Riche banquier strasbourgeois, Rulman Merswin fonda, au temps de Jean Tauler (1366), une communauté de laïcs qui souhaitaient se livrer à la prière et à la contemplation, sans entrer dans un ordre monastique : l’Ile Verte. La destinée de cette communauté fut cependant confiée en 1371 à l’ordre de Saint Jean de Jérusalem. Mais, par l’intermédiaire de Rulman Merswin, elle continua de recevoir son inspiration d’un mystérieux personnage qui n’est pas autrement connu que sous le nom de « l’Ami de Dieu de l’Oberland ». Cette intervention dans la pieuse vie de Rulman Merswin revêtit une importance considérable non seulement pour lui-même mais pour ses compagnons de l’Ile Verte.

Si l’existence de l’Ami de Dieu de l’Oberland demeure énigmatique, elle n’en est pas moins celle d’un Maître spirituel dont l’enseignement transmis par Rulman Merswin s’inscrit dans la lignée des Amis de Dieu, qui est d’Orient et d’Occident. Si l’Oberland, le Haut-Pays, n’appartient pas à la géographie physique, il s’agit pourtant de notre vraie patrie dont nous sommes exilés et à laquelle nous aspirons. C’est vers elle que portent les pas lorsque, à la semblance de Rulman Merswin, nous nous engageons dans la voie des Amis de Dieu. Sept cents ans après la naissance de Rulman Merswin, des hommes et des femmes d’Occident s’y sentent toujours appelés.

■ ■ ■

• _TRAVAIL À FAIRE_
(a) Relevez toutes les personnes désignées par un nom ou un surnom dans le texte sur Rulman Merswin, sans compter les noms d'ordres religieux.
(b) Présentez sous forme de liste numérotée les lignes des enregistrements, sans les lignes vides : commencez à la première ligne des enregistrements et arrêtez-vous après la ligne qui contient « 654L634 658L618 637L496 ».

■ ■ ■

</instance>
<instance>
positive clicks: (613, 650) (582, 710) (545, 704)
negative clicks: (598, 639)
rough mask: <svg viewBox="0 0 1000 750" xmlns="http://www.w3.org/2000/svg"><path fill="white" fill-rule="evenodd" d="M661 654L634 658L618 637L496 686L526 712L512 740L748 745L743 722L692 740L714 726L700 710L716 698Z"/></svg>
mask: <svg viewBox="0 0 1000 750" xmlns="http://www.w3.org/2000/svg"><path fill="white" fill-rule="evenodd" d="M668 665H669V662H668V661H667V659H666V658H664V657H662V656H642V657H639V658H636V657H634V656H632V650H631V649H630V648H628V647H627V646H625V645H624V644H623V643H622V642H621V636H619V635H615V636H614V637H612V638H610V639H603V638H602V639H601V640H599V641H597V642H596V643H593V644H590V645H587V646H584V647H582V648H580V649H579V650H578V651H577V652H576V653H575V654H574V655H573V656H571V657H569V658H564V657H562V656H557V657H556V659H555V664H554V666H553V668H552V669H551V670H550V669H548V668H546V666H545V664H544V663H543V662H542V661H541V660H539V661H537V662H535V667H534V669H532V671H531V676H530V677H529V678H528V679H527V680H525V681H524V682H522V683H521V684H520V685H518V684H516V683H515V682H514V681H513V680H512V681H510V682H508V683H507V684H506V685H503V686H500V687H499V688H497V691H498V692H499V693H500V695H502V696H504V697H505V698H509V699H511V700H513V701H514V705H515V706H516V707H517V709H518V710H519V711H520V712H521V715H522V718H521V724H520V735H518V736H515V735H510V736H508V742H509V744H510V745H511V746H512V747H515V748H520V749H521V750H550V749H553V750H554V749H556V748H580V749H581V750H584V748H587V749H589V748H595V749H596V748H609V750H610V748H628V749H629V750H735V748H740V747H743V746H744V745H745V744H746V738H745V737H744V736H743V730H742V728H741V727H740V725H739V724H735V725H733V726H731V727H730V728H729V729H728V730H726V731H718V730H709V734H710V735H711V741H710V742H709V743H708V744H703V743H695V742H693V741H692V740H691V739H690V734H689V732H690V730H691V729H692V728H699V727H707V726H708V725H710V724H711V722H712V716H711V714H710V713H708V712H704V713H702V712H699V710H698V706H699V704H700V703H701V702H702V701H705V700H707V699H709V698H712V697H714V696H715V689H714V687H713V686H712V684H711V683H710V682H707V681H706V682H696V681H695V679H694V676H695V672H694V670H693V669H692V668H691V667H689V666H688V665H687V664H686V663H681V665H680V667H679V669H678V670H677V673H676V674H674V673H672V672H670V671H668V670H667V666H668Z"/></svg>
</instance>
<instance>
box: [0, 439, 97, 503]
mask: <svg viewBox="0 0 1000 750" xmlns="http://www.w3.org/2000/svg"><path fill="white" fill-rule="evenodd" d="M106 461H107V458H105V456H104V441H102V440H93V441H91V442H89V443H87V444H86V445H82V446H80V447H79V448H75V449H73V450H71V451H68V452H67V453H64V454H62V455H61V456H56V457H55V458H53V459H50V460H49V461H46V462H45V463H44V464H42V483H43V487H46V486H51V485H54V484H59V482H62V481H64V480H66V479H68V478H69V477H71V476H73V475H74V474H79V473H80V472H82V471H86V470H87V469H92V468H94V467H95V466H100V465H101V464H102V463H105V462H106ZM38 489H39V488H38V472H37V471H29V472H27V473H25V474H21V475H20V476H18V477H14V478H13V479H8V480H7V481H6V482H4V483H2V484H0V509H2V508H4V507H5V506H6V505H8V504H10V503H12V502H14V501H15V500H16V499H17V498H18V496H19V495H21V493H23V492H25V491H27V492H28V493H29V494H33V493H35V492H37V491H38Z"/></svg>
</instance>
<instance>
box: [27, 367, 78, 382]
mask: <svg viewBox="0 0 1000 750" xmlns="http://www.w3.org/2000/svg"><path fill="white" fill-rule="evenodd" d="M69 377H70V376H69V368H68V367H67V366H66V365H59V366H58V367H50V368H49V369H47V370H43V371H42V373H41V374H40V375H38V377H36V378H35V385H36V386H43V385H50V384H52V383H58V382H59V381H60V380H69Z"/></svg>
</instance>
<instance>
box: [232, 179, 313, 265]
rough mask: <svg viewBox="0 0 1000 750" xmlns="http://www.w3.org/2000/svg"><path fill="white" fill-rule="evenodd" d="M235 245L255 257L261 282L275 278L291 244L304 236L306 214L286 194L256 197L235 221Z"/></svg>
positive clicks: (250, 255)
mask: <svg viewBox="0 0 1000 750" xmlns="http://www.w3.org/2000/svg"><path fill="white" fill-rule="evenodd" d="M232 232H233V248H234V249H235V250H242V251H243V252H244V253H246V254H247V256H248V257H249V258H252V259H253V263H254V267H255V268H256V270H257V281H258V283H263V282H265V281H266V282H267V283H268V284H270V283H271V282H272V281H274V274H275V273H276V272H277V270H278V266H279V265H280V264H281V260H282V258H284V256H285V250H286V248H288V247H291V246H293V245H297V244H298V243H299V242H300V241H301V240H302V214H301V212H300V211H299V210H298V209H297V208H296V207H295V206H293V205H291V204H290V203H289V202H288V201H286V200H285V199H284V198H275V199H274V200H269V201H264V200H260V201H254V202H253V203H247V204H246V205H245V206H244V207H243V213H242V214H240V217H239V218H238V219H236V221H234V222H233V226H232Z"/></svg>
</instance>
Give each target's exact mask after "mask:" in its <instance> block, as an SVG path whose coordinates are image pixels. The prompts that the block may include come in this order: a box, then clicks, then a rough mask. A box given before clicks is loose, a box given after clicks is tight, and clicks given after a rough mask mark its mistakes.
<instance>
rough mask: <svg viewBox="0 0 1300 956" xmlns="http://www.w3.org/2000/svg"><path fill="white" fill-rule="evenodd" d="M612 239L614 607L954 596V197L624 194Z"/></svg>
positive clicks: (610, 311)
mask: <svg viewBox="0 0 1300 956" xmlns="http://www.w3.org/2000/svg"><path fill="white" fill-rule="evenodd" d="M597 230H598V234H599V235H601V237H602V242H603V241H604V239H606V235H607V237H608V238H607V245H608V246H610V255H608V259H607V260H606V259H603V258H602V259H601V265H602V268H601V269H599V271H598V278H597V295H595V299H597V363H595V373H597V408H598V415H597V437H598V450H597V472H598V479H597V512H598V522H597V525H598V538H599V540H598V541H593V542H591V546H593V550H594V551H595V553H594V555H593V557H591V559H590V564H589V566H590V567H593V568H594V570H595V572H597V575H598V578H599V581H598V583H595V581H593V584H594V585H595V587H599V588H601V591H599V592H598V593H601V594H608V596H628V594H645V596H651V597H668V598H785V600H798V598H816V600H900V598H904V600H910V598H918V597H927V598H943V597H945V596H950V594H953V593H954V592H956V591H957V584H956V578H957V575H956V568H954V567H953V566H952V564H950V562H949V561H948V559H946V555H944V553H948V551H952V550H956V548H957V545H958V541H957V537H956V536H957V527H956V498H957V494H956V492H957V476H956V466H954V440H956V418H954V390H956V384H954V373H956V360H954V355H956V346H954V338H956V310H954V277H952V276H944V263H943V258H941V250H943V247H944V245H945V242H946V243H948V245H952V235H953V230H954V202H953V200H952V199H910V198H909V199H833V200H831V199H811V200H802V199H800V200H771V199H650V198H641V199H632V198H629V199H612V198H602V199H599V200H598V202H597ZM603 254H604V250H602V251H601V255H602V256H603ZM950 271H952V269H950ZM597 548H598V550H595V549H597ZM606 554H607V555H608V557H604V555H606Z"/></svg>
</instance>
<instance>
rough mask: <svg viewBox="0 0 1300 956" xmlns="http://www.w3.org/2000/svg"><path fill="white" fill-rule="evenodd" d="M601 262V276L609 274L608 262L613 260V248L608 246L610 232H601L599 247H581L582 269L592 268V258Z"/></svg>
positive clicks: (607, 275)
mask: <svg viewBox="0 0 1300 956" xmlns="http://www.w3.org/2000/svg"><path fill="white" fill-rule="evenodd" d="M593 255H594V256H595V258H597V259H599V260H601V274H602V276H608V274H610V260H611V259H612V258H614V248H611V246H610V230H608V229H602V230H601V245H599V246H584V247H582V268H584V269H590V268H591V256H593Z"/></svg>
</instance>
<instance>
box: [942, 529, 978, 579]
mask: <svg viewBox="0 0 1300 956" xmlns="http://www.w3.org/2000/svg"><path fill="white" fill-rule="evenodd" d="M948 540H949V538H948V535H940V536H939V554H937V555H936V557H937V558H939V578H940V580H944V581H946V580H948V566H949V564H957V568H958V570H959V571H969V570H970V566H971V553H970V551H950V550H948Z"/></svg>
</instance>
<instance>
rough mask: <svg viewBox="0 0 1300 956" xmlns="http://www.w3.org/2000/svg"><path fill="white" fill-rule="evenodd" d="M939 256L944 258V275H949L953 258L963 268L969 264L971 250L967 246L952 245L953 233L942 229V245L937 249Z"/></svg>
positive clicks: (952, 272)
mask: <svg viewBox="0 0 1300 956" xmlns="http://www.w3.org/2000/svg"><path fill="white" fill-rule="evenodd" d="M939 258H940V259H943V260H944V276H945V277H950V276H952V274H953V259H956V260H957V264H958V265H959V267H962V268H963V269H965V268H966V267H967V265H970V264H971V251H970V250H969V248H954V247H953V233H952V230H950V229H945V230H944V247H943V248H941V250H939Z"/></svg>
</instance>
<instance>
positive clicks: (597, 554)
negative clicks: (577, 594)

■ ■ ■

• _RÉPONSES PAR TÂCHE_
(a)
Rulman Merswin
Jean Tauler
l'Ami de Dieu de l'Oberland

(b)
1. </instance>
2. <instance>
3. positive clicks: (613, 650) (582, 710) (545, 704)
4. negative clicks: (598, 639)
5. rough mask: <svg viewBox="0 0 1000 750" xmlns="http://www.w3.org/2000/svg"><path fill="white" fill-rule="evenodd" d="M661 654L634 658L618 637L496 686L526 712L512 740L748 745L743 722L692 740L714 726L700 710L716 698Z"/></svg>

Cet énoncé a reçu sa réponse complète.